* _Input_
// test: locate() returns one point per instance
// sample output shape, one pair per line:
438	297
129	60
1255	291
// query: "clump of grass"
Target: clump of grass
---
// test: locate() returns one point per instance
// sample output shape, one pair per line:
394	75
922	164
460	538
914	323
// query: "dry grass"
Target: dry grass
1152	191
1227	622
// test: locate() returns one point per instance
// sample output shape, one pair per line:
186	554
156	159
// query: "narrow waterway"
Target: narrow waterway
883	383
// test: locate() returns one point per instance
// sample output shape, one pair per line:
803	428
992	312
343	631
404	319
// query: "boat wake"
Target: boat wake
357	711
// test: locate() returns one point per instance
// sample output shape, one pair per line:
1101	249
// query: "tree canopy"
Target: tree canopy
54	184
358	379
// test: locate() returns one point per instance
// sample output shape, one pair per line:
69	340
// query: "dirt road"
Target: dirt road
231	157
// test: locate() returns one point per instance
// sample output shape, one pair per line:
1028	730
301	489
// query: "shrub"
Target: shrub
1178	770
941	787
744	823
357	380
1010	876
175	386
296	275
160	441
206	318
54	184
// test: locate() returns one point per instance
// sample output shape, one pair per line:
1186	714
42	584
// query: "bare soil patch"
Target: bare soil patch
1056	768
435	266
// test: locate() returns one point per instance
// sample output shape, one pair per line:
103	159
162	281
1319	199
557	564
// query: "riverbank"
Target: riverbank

* _Problem details_
Count the lines in the data that contain the string "waterway", and give only that number.

* _Answer to the task_
2